## [Entries supplied]
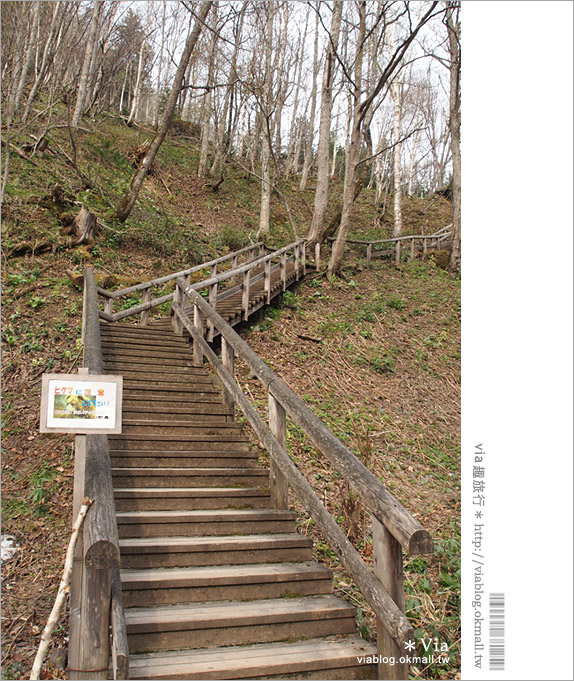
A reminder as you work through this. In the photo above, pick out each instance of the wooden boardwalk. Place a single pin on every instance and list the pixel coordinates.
(190, 550)
(217, 584)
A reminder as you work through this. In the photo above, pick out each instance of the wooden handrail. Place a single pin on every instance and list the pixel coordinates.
(393, 619)
(423, 237)
(89, 656)
(404, 527)
(211, 281)
(170, 277)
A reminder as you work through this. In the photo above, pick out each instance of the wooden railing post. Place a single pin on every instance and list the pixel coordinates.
(245, 295)
(213, 303)
(146, 298)
(296, 261)
(178, 298)
(388, 568)
(228, 359)
(267, 282)
(284, 271)
(77, 579)
(198, 323)
(277, 481)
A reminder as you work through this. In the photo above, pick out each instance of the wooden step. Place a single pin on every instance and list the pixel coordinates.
(176, 342)
(245, 476)
(204, 522)
(211, 402)
(147, 553)
(190, 498)
(149, 369)
(166, 376)
(164, 444)
(226, 430)
(237, 623)
(169, 586)
(184, 460)
(321, 658)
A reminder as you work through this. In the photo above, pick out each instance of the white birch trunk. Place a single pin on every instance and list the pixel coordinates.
(398, 217)
(87, 63)
(322, 190)
(311, 130)
(265, 213)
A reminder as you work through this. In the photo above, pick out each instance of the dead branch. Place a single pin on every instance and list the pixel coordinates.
(64, 584)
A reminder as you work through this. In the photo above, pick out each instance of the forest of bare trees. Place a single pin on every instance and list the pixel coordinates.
(365, 93)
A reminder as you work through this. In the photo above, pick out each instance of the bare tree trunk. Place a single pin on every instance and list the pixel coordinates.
(265, 213)
(353, 151)
(206, 111)
(322, 190)
(295, 130)
(55, 27)
(398, 216)
(360, 113)
(453, 26)
(138, 86)
(130, 198)
(309, 141)
(87, 64)
(29, 51)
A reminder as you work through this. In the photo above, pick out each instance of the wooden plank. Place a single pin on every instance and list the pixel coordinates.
(259, 661)
(198, 323)
(388, 568)
(228, 359)
(245, 295)
(146, 298)
(278, 426)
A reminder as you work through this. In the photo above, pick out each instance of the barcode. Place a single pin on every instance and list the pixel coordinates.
(497, 650)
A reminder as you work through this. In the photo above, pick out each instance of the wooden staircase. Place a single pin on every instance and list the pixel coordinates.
(217, 583)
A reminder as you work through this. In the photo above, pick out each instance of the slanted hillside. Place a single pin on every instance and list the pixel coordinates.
(375, 353)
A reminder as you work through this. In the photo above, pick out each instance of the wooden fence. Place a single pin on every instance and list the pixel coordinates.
(252, 253)
(97, 624)
(394, 529)
(428, 242)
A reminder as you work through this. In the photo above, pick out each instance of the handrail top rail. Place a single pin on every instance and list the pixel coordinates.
(396, 238)
(228, 274)
(169, 277)
(405, 528)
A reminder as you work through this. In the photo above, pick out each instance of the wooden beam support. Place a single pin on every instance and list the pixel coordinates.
(198, 323)
(277, 481)
(245, 295)
(213, 303)
(388, 568)
(284, 271)
(228, 360)
(267, 282)
(146, 298)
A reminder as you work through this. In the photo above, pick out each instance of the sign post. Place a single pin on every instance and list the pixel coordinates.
(83, 404)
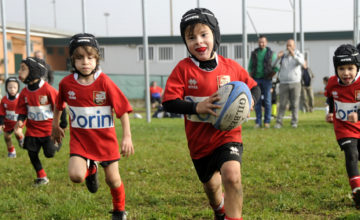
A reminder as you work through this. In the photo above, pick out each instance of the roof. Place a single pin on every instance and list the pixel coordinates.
(36, 31)
(232, 38)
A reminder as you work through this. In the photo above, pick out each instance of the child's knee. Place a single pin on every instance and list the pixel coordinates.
(76, 177)
(113, 181)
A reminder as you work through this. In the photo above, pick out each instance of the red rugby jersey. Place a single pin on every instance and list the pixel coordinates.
(92, 130)
(188, 82)
(7, 109)
(38, 105)
(346, 100)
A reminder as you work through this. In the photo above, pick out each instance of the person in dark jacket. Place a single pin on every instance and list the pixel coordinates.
(261, 69)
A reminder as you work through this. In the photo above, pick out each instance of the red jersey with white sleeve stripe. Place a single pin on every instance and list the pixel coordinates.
(188, 82)
(7, 109)
(346, 100)
(38, 105)
(91, 107)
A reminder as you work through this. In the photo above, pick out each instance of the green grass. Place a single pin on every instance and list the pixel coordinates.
(287, 174)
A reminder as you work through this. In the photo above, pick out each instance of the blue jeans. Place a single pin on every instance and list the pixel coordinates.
(265, 86)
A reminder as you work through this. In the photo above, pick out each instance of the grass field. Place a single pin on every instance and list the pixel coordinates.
(287, 174)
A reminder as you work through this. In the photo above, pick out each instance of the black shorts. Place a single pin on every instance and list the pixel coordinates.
(155, 99)
(102, 163)
(34, 144)
(208, 165)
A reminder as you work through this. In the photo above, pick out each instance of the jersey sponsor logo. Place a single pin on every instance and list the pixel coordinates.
(222, 80)
(93, 117)
(198, 117)
(234, 150)
(335, 94)
(99, 97)
(342, 110)
(192, 84)
(72, 95)
(357, 95)
(40, 113)
(43, 100)
(11, 115)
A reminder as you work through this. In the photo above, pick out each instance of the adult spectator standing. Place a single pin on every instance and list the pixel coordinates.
(307, 94)
(49, 75)
(261, 69)
(290, 63)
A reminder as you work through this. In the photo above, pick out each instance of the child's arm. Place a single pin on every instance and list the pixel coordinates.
(127, 147)
(57, 132)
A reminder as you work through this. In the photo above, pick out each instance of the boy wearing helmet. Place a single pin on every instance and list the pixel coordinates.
(216, 154)
(8, 117)
(92, 97)
(36, 104)
(343, 97)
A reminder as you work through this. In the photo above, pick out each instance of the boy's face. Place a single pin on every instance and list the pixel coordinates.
(347, 73)
(84, 62)
(23, 72)
(12, 88)
(200, 42)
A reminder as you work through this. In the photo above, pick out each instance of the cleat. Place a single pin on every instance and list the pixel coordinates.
(118, 215)
(219, 216)
(92, 182)
(356, 197)
(57, 146)
(12, 154)
(21, 142)
(41, 181)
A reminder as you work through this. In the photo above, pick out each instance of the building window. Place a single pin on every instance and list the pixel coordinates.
(61, 51)
(237, 51)
(50, 50)
(102, 53)
(223, 50)
(141, 53)
(9, 45)
(166, 53)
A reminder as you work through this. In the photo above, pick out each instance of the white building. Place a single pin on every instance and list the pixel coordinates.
(123, 55)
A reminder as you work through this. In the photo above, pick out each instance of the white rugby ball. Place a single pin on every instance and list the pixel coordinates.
(235, 103)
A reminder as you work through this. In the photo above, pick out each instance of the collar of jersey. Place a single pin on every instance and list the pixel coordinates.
(197, 63)
(96, 74)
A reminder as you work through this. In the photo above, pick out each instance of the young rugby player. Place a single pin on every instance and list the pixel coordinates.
(216, 154)
(92, 98)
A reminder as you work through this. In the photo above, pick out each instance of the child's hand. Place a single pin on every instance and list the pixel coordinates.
(330, 117)
(353, 117)
(127, 148)
(207, 106)
(19, 124)
(57, 134)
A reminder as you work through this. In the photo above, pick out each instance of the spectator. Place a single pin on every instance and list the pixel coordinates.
(307, 94)
(290, 63)
(156, 93)
(261, 69)
(49, 75)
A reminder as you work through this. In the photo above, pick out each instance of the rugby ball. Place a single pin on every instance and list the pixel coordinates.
(235, 105)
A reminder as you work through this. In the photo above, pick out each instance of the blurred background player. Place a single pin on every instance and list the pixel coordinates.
(36, 104)
(92, 97)
(343, 91)
(8, 117)
(216, 154)
(49, 74)
(156, 93)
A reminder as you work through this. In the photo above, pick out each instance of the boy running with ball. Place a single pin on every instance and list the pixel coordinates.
(343, 96)
(191, 90)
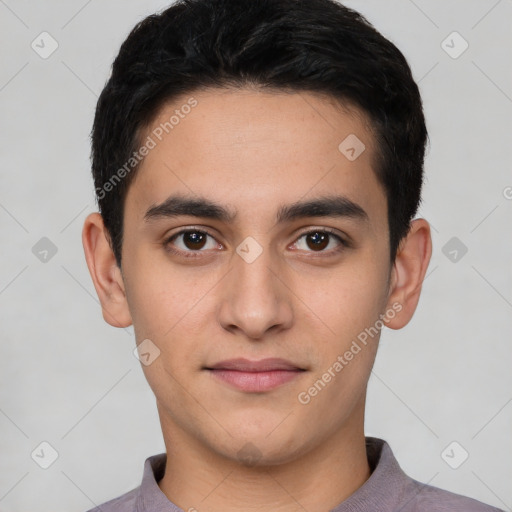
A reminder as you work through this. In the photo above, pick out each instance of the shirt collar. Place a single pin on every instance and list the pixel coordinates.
(383, 491)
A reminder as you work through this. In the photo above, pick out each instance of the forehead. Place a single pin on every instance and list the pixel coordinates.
(254, 150)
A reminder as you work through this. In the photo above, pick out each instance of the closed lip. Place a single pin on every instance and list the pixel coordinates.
(263, 365)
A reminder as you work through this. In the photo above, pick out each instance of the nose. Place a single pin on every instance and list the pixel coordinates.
(255, 298)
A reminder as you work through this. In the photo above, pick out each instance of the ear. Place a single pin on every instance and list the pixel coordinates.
(408, 273)
(105, 273)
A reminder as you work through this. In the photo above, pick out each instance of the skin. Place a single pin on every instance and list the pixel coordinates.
(294, 301)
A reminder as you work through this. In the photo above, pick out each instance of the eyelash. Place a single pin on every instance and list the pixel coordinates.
(343, 244)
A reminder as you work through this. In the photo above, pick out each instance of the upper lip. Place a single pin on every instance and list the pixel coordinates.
(263, 365)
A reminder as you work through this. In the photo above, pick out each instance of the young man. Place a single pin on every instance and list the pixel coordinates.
(258, 164)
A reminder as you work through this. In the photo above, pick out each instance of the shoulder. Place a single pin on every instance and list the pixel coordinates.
(422, 497)
(123, 503)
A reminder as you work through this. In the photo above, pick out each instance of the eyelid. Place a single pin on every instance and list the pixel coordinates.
(344, 243)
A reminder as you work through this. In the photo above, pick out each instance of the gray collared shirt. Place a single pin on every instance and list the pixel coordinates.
(388, 489)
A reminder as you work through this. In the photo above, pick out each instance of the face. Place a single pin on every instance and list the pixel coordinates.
(249, 232)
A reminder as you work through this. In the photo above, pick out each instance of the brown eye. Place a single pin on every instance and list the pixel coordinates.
(320, 241)
(194, 240)
(190, 242)
(317, 240)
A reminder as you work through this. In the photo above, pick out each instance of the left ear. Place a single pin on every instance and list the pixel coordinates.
(408, 273)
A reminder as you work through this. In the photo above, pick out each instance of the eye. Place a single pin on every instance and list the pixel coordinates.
(190, 241)
(319, 240)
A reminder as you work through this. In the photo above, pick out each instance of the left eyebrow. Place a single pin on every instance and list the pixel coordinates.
(329, 206)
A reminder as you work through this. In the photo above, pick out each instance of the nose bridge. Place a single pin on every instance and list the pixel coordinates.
(254, 299)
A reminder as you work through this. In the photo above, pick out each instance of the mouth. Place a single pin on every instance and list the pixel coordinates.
(255, 376)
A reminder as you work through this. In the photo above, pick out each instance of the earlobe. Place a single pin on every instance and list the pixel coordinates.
(106, 275)
(408, 273)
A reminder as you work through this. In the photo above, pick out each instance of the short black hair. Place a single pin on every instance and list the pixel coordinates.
(292, 45)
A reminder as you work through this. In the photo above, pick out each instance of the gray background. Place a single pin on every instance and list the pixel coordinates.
(71, 380)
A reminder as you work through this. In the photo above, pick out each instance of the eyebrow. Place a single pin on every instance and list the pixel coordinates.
(328, 206)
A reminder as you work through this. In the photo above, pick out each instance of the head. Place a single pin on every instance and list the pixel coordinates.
(290, 136)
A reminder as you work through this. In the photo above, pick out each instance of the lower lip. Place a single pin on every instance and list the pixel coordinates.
(256, 381)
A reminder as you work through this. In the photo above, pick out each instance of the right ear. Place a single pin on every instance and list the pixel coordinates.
(105, 273)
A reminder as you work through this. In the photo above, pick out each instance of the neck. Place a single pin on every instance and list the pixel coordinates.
(319, 479)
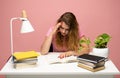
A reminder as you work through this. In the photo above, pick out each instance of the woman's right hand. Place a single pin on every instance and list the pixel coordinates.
(55, 28)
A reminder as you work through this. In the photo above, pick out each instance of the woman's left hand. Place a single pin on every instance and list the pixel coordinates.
(66, 54)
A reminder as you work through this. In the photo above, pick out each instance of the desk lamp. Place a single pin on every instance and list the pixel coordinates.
(25, 28)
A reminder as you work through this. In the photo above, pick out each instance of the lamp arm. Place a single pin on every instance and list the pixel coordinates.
(11, 33)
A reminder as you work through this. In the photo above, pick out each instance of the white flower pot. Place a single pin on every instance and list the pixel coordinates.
(104, 52)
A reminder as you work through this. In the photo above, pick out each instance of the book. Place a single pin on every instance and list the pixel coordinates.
(90, 68)
(23, 65)
(91, 63)
(33, 59)
(91, 58)
(69, 59)
(25, 55)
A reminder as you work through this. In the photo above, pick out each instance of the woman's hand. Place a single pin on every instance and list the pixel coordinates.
(55, 28)
(66, 54)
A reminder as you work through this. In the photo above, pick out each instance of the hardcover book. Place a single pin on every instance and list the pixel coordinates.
(91, 58)
(90, 68)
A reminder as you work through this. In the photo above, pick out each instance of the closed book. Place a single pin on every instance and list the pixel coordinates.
(24, 65)
(33, 59)
(24, 55)
(91, 58)
(91, 63)
(90, 68)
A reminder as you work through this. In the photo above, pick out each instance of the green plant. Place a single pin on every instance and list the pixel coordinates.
(102, 40)
(81, 41)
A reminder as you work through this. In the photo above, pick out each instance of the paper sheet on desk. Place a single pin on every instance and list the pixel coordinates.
(57, 60)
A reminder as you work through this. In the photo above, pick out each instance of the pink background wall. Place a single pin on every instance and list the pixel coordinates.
(94, 17)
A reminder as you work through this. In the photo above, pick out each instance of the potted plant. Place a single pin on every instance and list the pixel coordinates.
(83, 40)
(101, 42)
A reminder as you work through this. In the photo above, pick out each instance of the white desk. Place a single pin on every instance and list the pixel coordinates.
(44, 69)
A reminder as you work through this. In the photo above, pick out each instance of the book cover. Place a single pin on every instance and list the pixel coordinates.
(24, 55)
(24, 65)
(91, 58)
(91, 63)
(90, 68)
(69, 59)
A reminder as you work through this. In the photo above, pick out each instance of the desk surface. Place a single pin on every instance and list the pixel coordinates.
(44, 68)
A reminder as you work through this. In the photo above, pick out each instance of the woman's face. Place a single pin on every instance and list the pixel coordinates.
(64, 29)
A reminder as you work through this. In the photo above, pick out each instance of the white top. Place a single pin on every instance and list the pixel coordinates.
(45, 68)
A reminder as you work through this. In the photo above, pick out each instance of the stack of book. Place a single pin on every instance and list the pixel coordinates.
(91, 62)
(25, 59)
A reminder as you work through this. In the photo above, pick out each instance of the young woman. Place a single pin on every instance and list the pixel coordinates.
(64, 37)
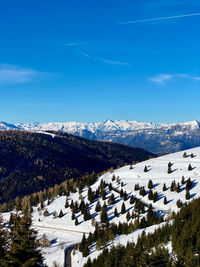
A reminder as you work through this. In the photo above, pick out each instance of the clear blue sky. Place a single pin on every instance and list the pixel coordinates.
(83, 61)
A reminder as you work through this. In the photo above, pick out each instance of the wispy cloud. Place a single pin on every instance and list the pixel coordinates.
(75, 44)
(160, 18)
(105, 60)
(163, 78)
(10, 74)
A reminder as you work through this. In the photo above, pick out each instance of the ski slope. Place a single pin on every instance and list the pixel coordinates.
(63, 230)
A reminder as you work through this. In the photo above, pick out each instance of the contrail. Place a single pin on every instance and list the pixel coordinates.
(162, 18)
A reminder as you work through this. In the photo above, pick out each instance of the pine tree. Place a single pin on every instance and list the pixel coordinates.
(182, 180)
(121, 193)
(103, 215)
(111, 200)
(142, 192)
(132, 200)
(24, 250)
(123, 208)
(73, 216)
(169, 164)
(128, 216)
(185, 155)
(188, 184)
(179, 203)
(66, 203)
(169, 169)
(150, 196)
(155, 196)
(125, 196)
(55, 214)
(164, 187)
(187, 195)
(178, 189)
(46, 213)
(116, 213)
(60, 214)
(150, 184)
(3, 241)
(98, 206)
(189, 167)
(76, 221)
(136, 187)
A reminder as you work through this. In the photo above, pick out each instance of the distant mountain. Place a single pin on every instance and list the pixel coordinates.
(30, 162)
(157, 138)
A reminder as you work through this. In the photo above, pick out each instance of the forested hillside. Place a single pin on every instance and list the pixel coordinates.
(150, 250)
(30, 162)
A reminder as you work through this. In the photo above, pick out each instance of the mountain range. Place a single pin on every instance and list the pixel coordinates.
(157, 138)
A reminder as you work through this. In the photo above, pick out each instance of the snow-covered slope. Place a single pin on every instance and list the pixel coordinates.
(64, 231)
(157, 138)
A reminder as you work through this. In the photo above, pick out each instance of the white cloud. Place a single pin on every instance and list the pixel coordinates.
(162, 78)
(161, 18)
(105, 60)
(10, 74)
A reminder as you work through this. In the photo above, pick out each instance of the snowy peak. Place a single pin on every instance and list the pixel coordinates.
(107, 125)
(157, 138)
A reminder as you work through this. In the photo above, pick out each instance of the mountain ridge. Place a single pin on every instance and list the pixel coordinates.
(154, 137)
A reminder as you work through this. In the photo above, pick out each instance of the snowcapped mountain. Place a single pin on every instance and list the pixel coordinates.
(157, 138)
(66, 233)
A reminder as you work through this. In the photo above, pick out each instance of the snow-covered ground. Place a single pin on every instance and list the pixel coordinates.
(63, 230)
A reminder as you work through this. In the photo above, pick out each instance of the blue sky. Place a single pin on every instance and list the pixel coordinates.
(92, 60)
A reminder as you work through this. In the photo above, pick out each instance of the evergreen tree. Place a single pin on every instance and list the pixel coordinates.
(66, 203)
(125, 196)
(187, 195)
(136, 187)
(164, 187)
(155, 196)
(169, 169)
(189, 167)
(98, 206)
(188, 184)
(142, 191)
(150, 196)
(128, 216)
(55, 214)
(132, 200)
(104, 215)
(61, 214)
(111, 200)
(150, 184)
(73, 216)
(185, 155)
(123, 208)
(121, 193)
(24, 249)
(3, 241)
(116, 213)
(76, 221)
(169, 164)
(179, 203)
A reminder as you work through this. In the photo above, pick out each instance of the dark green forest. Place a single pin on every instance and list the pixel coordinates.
(150, 251)
(30, 162)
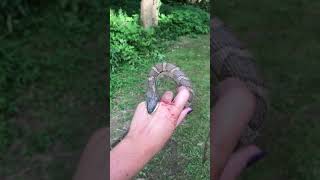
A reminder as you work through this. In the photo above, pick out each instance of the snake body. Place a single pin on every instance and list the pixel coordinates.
(230, 58)
(169, 70)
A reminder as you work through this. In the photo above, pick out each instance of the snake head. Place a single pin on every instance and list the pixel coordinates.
(152, 101)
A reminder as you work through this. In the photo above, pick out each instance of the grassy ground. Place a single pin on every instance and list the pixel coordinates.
(285, 39)
(62, 102)
(182, 157)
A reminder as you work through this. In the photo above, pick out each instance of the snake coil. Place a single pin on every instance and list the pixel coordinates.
(169, 70)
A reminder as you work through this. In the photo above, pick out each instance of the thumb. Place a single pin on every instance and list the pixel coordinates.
(241, 159)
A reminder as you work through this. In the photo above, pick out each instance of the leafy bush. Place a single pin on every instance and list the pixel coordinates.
(130, 43)
(183, 20)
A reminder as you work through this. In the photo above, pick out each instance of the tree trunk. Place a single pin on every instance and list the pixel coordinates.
(149, 13)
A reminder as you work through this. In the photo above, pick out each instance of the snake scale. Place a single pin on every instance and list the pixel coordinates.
(171, 71)
(230, 58)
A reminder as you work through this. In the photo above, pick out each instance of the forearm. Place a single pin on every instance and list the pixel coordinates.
(129, 157)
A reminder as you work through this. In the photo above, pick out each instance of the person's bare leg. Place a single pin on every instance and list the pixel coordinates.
(93, 162)
(232, 112)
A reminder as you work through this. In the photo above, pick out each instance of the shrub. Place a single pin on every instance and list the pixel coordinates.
(128, 41)
(183, 20)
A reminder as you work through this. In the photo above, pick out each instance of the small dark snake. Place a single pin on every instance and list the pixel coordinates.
(168, 70)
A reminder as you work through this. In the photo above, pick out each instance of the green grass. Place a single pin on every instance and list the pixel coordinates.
(285, 40)
(182, 157)
(57, 91)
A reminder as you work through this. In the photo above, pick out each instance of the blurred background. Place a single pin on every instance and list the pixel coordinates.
(52, 84)
(178, 34)
(285, 40)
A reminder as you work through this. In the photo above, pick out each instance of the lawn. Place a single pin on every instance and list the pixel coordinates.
(285, 40)
(182, 156)
(56, 73)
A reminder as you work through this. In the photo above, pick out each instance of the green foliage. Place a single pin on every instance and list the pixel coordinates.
(131, 44)
(183, 20)
(128, 41)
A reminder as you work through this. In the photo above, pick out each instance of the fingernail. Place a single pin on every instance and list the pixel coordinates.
(256, 158)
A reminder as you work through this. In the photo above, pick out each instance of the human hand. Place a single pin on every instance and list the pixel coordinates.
(154, 130)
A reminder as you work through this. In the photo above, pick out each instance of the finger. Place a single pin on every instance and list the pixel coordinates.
(182, 98)
(167, 97)
(183, 115)
(141, 109)
(240, 160)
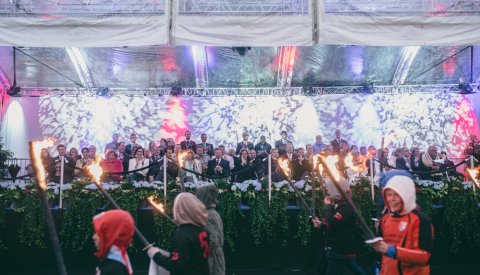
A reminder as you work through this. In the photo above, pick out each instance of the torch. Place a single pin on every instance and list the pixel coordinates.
(283, 164)
(35, 152)
(181, 161)
(335, 176)
(159, 208)
(95, 170)
(473, 175)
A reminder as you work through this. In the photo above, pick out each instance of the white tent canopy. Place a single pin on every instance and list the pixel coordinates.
(100, 23)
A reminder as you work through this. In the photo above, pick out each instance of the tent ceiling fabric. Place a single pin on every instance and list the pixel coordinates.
(167, 66)
(116, 23)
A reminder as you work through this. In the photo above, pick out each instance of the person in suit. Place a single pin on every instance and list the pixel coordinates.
(243, 164)
(218, 166)
(207, 147)
(300, 165)
(68, 166)
(245, 144)
(188, 143)
(338, 142)
(112, 146)
(133, 143)
(280, 144)
(263, 146)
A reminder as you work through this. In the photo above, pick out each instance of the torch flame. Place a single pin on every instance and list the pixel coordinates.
(473, 173)
(156, 205)
(37, 152)
(331, 162)
(182, 157)
(283, 163)
(95, 169)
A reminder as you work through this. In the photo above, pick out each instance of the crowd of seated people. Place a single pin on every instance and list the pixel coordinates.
(247, 161)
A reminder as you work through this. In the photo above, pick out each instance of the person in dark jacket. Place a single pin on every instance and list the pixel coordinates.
(339, 224)
(209, 196)
(190, 244)
(114, 231)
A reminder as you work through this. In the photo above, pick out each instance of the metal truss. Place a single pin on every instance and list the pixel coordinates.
(244, 7)
(247, 92)
(408, 55)
(401, 7)
(78, 60)
(81, 7)
(201, 66)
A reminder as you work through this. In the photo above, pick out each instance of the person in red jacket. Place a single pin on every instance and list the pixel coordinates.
(114, 231)
(111, 165)
(407, 233)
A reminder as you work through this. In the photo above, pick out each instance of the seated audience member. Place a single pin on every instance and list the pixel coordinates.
(300, 166)
(48, 163)
(400, 162)
(280, 144)
(318, 146)
(243, 164)
(69, 163)
(133, 143)
(190, 244)
(137, 163)
(258, 165)
(114, 231)
(428, 164)
(309, 153)
(415, 158)
(230, 159)
(245, 144)
(111, 165)
(188, 143)
(207, 147)
(93, 151)
(218, 166)
(113, 145)
(202, 158)
(338, 143)
(74, 154)
(147, 153)
(123, 156)
(83, 163)
(263, 146)
(191, 164)
(172, 168)
(329, 150)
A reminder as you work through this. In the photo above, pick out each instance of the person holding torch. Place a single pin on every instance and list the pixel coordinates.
(339, 224)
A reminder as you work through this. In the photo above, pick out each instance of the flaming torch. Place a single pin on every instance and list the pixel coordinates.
(335, 177)
(35, 152)
(95, 170)
(473, 173)
(181, 161)
(159, 208)
(283, 163)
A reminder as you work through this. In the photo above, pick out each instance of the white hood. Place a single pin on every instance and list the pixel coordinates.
(405, 188)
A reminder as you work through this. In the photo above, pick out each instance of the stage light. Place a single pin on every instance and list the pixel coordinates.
(241, 50)
(367, 88)
(14, 91)
(102, 91)
(176, 91)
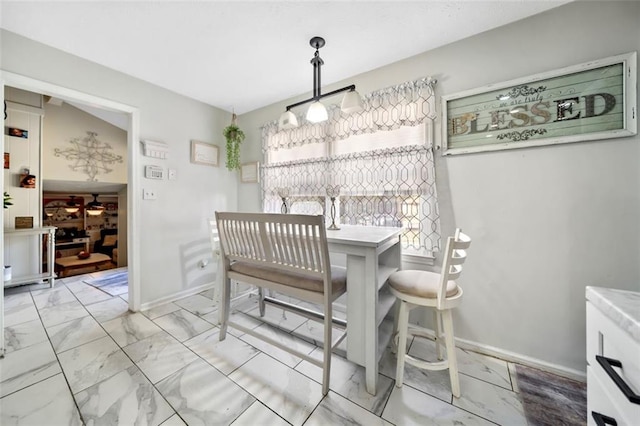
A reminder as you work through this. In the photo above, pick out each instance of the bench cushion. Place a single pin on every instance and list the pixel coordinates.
(420, 283)
(292, 279)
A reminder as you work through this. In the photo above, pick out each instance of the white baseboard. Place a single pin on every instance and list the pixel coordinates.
(514, 357)
(517, 358)
(175, 296)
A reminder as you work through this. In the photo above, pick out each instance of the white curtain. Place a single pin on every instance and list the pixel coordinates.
(381, 157)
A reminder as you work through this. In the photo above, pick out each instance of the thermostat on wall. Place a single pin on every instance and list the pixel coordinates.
(153, 172)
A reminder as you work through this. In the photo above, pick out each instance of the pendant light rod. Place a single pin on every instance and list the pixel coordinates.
(326, 95)
(317, 62)
(317, 112)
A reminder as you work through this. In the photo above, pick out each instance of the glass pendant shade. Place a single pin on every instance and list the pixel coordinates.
(288, 120)
(352, 102)
(317, 112)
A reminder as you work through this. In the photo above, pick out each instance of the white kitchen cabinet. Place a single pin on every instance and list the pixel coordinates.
(613, 357)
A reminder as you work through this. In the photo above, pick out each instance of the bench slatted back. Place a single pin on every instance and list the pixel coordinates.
(296, 243)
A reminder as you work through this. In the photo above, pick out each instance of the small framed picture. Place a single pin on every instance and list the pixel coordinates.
(19, 133)
(204, 153)
(249, 172)
(27, 180)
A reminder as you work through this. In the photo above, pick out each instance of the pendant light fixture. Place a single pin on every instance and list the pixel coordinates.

## [Written task]
Your task is to write out the lines from the one with "pendant light rod." through the end of the records, exactly and with nothing added.

## [Reply to the exercise]
A reminder as you work through this. In the photo above, pick out each instance of the pendant light rod. Place a single pin on every instance and list the pixel coordinates.
(326, 95)
(317, 62)
(317, 112)
A reminder as you work through this. In the photo above, pick out each instance of the glass pendant shade. Place a single pin on every instance and list the pixel coordinates.
(288, 120)
(352, 102)
(317, 112)
A reminder as you work through this. In the photo above, pick out each instance of the white kitchen cabinet. Place a single pin on every instance and list the pixel coordinates.
(613, 357)
A reminder as you work through this. In the photo above, pick out each instance of the bench slatted back. Place a single pin on every instance and list the pixel coordinates.
(296, 243)
A reminder as you work through this. In the photo above, pick out each instance of the small framed picture. Place a single pin on every instance and list the pixel coordinates.
(19, 133)
(204, 153)
(249, 172)
(27, 180)
A reminder as you work through this. In the photo above, pick out each instance of the pendant light fixture. Place a single pin on every instance and list the pixel coordinates.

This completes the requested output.